## WHAT IS ASKED
Reproduce each line of the material precisely.

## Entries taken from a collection
----

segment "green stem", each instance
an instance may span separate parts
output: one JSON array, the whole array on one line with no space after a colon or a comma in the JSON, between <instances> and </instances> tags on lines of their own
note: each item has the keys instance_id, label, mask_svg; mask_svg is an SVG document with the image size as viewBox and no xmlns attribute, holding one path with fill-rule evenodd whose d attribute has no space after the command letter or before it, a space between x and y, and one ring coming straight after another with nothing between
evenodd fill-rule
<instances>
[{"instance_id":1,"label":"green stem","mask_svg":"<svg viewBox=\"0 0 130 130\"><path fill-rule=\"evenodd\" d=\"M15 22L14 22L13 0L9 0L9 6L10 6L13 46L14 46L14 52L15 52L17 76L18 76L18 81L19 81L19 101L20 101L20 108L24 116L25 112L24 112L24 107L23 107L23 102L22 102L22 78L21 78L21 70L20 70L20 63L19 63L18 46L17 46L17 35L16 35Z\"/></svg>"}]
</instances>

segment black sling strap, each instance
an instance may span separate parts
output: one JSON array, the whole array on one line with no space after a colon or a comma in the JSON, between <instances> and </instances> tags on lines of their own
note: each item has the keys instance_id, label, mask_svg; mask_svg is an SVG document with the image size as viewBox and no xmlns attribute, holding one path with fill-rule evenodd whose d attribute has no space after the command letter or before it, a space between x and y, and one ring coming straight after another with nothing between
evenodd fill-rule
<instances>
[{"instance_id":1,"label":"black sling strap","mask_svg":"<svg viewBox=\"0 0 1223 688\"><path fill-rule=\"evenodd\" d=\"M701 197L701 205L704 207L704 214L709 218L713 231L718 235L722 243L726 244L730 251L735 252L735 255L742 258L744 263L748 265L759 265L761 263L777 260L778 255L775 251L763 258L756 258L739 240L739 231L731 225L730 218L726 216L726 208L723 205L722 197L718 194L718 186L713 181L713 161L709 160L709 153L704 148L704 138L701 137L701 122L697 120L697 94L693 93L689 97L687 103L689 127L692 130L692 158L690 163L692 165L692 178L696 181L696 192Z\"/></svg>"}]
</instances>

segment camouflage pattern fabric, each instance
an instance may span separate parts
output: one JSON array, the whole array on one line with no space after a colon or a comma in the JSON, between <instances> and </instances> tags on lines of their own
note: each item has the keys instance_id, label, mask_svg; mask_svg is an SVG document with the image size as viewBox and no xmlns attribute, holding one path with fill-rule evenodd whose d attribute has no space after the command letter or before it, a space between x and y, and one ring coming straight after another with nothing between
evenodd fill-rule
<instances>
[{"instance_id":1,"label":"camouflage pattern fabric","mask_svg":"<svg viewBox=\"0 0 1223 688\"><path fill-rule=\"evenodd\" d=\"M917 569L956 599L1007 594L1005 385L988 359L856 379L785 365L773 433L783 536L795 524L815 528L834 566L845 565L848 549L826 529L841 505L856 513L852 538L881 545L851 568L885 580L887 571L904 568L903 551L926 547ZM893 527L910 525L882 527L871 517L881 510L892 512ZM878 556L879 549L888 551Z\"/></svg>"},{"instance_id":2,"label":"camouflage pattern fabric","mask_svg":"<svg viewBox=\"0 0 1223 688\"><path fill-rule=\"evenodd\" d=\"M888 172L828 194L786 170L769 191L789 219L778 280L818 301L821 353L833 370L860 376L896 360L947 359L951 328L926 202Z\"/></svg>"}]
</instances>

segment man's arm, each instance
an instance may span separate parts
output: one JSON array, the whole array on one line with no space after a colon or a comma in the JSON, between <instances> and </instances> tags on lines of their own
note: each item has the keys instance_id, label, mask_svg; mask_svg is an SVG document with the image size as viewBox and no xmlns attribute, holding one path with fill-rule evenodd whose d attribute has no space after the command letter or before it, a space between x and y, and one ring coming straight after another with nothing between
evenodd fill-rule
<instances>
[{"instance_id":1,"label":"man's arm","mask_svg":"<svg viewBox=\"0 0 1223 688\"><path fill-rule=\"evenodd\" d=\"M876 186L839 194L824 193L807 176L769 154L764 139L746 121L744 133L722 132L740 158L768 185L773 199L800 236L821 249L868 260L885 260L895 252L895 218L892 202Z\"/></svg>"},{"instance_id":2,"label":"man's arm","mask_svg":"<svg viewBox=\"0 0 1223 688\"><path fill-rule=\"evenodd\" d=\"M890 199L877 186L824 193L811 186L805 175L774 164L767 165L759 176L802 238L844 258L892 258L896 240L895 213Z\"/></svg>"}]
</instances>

----

## PROBLEM SOLUTION
segment "green stem", each instance
an instance may span separate parts
output: one JSON array, the whole array on one line with no space after a colon or a comma in the JSON, between <instances> and </instances> tags on lines of their own
note: each item has the keys instance_id, label, mask_svg; mask_svg is an SVG document with the image size as viewBox and no xmlns attribute, holding one path with fill-rule evenodd whose d attribute has no space after the command letter or before it, a space between x and y, and one ring coming straight after another with nothing between
evenodd fill-rule
<instances>
[{"instance_id":1,"label":"green stem","mask_svg":"<svg viewBox=\"0 0 130 130\"><path fill-rule=\"evenodd\" d=\"M15 22L14 22L13 0L9 0L9 6L10 6L13 46L14 46L14 52L15 52L17 76L18 76L18 81L19 81L19 101L20 101L20 108L24 116L25 112L24 112L24 107L23 107L23 102L22 102L22 78L21 78L21 70L20 70L20 63L19 63L18 46L17 46L17 35L16 35Z\"/></svg>"}]
</instances>

segment black sling strap, each instance
an instance may span separate parts
output: one JSON array, the whole array on one line with no space after a colon or a comma in the JSON, between <instances> and </instances> tags on lines of their own
note: each item has the keys instance_id, label, mask_svg; mask_svg is an SVG document with the image size as viewBox and no xmlns attribute, holding one path with fill-rule evenodd whose d attribute has no space after the command letter or before it, a space between x and y, and one ring coming straight after another with nothing between
evenodd fill-rule
<instances>
[{"instance_id":1,"label":"black sling strap","mask_svg":"<svg viewBox=\"0 0 1223 688\"><path fill-rule=\"evenodd\" d=\"M701 197L701 205L704 207L704 214L709 218L713 231L718 235L722 243L726 244L730 251L735 252L735 255L742 258L744 263L748 265L759 265L761 263L777 260L778 255L775 251L763 258L756 258L739 240L739 231L731 225L730 218L726 216L726 208L723 205L722 197L718 194L718 186L713 181L713 161L709 160L709 153L704 148L704 138L701 137L701 122L697 120L697 94L693 93L689 97L687 103L689 127L692 130L692 158L690 163L692 165L692 178L696 181L696 192Z\"/></svg>"}]
</instances>

segment camouflage pattern fabric, each instance
an instance may span separate parts
output: one JSON array, the whole array on one line with no space after a colon or a comma in the JSON, between <instances> and </instances> tags on lines of their own
note: each item has the keys instance_id, label, mask_svg; mask_svg is an SVG document with the image size as viewBox and no xmlns attribute, holding one path with fill-rule evenodd whose d attribute has no space after the command letter or before it, a space between x and y, and one ring coming straight after another with nothing between
evenodd fill-rule
<instances>
[{"instance_id":1,"label":"camouflage pattern fabric","mask_svg":"<svg viewBox=\"0 0 1223 688\"><path fill-rule=\"evenodd\" d=\"M917 569L956 599L1007 594L1005 385L988 359L856 379L785 365L773 433L783 536L795 524L815 528L834 566L845 565L848 549L826 529L841 505L856 513L852 538L881 545L851 568L885 580L887 571L904 568L903 551L926 547ZM893 527L910 525L882 527L871 517L881 510L892 512ZM878 556L879 549L888 551Z\"/></svg>"},{"instance_id":2,"label":"camouflage pattern fabric","mask_svg":"<svg viewBox=\"0 0 1223 688\"><path fill-rule=\"evenodd\" d=\"M888 172L828 194L786 170L769 191L789 219L778 280L818 301L821 353L833 370L860 376L896 360L947 359L951 328L926 202Z\"/></svg>"}]
</instances>

segment man's arm, each instance
an instance may span separate parts
output: one JSON array, the whole array on one line with no space after a colon or a comma in the JSON, between <instances> and </instances> tags on lines of their own
note: each item has the keys instance_id, label, mask_svg; mask_svg is an SVG document with the image size as viewBox and no xmlns attribute, holding one path with fill-rule evenodd whose d attribute has no space after the command letter or before it, a space between x and y, and one ring coming straight after another with nothing between
evenodd fill-rule
<instances>
[{"instance_id":1,"label":"man's arm","mask_svg":"<svg viewBox=\"0 0 1223 688\"><path fill-rule=\"evenodd\" d=\"M876 186L839 194L824 193L807 176L769 154L764 139L746 121L744 133L722 132L740 158L768 185L773 199L800 236L821 249L868 260L885 260L895 252L895 218L892 202Z\"/></svg>"},{"instance_id":2,"label":"man's arm","mask_svg":"<svg viewBox=\"0 0 1223 688\"><path fill-rule=\"evenodd\" d=\"M890 199L877 186L824 193L811 186L805 175L774 164L767 165L759 176L802 238L844 258L892 258L896 240L895 213Z\"/></svg>"}]
</instances>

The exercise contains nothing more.